### Request
Would you restate all the data that follows, word for word?

Start

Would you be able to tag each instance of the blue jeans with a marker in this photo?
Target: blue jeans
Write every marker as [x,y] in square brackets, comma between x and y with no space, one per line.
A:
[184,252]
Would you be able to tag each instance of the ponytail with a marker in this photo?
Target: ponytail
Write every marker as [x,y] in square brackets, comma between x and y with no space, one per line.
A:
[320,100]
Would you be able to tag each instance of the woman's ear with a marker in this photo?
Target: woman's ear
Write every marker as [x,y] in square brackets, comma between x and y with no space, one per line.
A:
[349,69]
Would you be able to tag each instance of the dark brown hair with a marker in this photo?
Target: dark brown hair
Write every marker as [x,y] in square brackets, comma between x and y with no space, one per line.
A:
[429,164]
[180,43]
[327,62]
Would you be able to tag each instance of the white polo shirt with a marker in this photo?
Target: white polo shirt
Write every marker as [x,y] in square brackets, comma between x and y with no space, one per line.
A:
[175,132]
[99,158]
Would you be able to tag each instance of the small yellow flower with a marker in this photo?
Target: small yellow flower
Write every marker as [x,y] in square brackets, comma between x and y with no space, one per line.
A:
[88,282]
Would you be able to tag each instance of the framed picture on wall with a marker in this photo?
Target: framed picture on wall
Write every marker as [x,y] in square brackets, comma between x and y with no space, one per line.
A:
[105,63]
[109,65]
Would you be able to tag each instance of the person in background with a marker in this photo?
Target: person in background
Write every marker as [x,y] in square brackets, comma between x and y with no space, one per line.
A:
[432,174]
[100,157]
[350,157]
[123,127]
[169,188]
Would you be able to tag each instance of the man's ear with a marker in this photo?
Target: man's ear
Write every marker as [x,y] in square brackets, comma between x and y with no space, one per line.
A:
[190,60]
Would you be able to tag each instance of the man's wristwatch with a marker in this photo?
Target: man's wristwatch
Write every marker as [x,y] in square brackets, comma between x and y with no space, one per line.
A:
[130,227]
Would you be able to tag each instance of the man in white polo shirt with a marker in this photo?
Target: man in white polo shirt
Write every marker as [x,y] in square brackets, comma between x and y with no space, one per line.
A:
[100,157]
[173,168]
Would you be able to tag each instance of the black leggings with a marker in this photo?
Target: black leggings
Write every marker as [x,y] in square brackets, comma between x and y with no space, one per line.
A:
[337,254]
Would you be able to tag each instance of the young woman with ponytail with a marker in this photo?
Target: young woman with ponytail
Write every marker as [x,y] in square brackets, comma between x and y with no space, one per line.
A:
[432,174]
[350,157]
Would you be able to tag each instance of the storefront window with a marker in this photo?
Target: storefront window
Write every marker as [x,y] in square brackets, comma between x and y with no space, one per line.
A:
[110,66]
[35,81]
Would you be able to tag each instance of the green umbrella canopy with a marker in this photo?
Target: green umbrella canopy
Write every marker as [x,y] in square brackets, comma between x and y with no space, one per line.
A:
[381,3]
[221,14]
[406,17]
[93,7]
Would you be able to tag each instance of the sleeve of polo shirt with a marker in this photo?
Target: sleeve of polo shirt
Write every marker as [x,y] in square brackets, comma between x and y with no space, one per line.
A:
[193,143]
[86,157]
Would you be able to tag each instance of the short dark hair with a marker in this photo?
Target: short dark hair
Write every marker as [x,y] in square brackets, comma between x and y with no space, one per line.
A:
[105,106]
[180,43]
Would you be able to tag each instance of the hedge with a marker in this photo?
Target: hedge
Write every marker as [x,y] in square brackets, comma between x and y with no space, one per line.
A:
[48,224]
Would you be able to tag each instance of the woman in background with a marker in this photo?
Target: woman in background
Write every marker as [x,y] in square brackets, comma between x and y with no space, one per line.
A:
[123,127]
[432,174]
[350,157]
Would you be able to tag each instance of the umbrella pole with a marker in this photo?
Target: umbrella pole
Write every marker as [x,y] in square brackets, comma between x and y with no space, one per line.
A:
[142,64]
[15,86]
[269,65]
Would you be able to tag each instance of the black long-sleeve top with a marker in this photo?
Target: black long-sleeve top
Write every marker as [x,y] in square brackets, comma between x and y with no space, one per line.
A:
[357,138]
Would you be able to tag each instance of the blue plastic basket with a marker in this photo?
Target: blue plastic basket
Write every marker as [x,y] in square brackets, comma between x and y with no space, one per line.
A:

End

### Task solution
Would you be able to tag each instance of the blue jeans with a marker in this photo?
Target: blue jeans
Write every marker as [x,y] in square brackets, comma between x and y with no space, one per line.
A:
[184,252]
Would you be able to tag each instance of the ponytail with a marker in this photo?
Target: ponytail
Write every marker as [x,y] in square brackets, comma between x and y with no space, one per line.
A:
[320,100]
Would you be able to tag each instance of the woman's ear with a marker in this photo?
Target: woman's ear
Write every marker as [x,y] in square brackets, comma between x and y with no space, one per line.
A:
[349,69]
Would you be able to tag each instance of the dark brown hair with a marker in this photo?
Target: dark brown hair
Write every marker as [x,y] in square brackets, comma between x and y with no space, one per line.
A:
[429,164]
[180,43]
[327,62]
Would you be able to tag each instance of the white polo shirt with a marker in this photo?
Target: white polo shirt
Write every marker as [x,y] in square brackets, comma between x and y with no space, one per line.
A:
[175,132]
[99,158]
Would you be able to tag each instance of the small yellow flower with a marker in this photo?
Target: small yellow flower
Write every marker as [x,y] in square brackets, comma between x and y with no space, one per line.
A:
[88,282]
Would you be able to tag each instance of the framed picture on wall with a marker in this photo?
Target: framed picture on wall
Write every marker as [x,y] in square brackets, comma between x and y with no space, one per line.
A:
[105,63]
[109,65]
Would you be able to tag each instance of the person in background with a marker in this photo?
Target: person in background
Write every marker as [x,y] in square brackets, comma between x and y with no space, one per line.
A:
[432,174]
[100,157]
[350,157]
[123,127]
[169,188]
Would you be able to tag each instance of the man's ear with a marker in this photo?
Target: man's ear
Write every marker as [x,y] in square brackets, comma between x and y with no space, one per line.
A:
[190,60]
Would you be able to tag each instance of the man's wristwatch with a marker in this photo?
Target: man's wristwatch
Write every marker as [x,y] in square brackets, comma between x and y with no space, one per line.
A:
[130,227]
Would you be able to tag each instance of the man in white polo shirt with a marker in this photo?
Target: man in white polo shirt
Write every marker as [x,y] in square brackets, comma between x and y with no space, one per line.
A:
[100,157]
[173,168]
Would you be able to tag each instance of the black leggings with a marker in this photo?
Target: black leggings
Write every marker as [x,y] in square brackets, comma between x and y with no space, one per line.
A:
[337,254]
Would you be able to tag each instance of the young woman with ponytail with a marker in this photo?
Target: young woman with ponytail
Write every marker as [x,y] in square brackets, comma between x and y with no space, one per line.
A:
[432,174]
[350,157]
Would you be able to tag each instance of the storefront window with a marker in this photo?
Target: storefront window
Write every marker as [x,y] in square brackets, comma between x and y with no space, one per line.
A:
[110,66]
[35,81]
Would you be able to tag each instance of the green umbrella canopy with a marker in this photo?
Target: green umbrella canopy
Write every marker as [x,y] in square brackets, comma between x and y with no space, one per line.
A:
[381,3]
[221,14]
[406,17]
[93,7]
Would you be able to tag each instance of the sleeve of polo shirt with a marker in this photo?
Target: sleeve of polo shirt
Write every marker as [x,y] in square brackets, comma between x and y with no space, one per line.
A:
[193,143]
[86,157]
Would you be able to tag each instance of the short dark hair with a marker in this photo?
Target: short dark hair
Write every marker as [x,y] in square brackets, comma between x and y with no space, one per line.
A:
[105,106]
[180,43]
Would you be able to tag each instance of the hedge with a marker in this photo?
Target: hedge
Write every marker as [x,y] in square brackets, comma between x and y with no space, one per line.
A:
[48,224]
Would you be able to tag each instance of the woman in background with a marker in this photo?
Target: woman in background
Write every marker as [x,y] in square brackets, comma between x and y with no space, one per line.
A:
[123,127]
[432,174]
[350,157]
Would you be able to tag each instance of the umbrella pole with a marker in this photo?
Target: umbrella pole
Write every marker as [x,y] in square brackets, comma between x and y with no space, one per line.
A:
[142,64]
[15,86]
[269,65]
Would you be able to tag each instance of the black long-sleeve top with a marker in this photo?
Target: black long-sleeve top
Write every marker as [x,y] in square brackets, comma between x and y with no space, one per line.
A:
[357,138]
Would you be able to tag each instance of the blue plastic basket with a marker in this photo?
Target: blue plastic basket
Write every marker as [x,y] in square brackets, comma between x and y with no space, one per line.
A:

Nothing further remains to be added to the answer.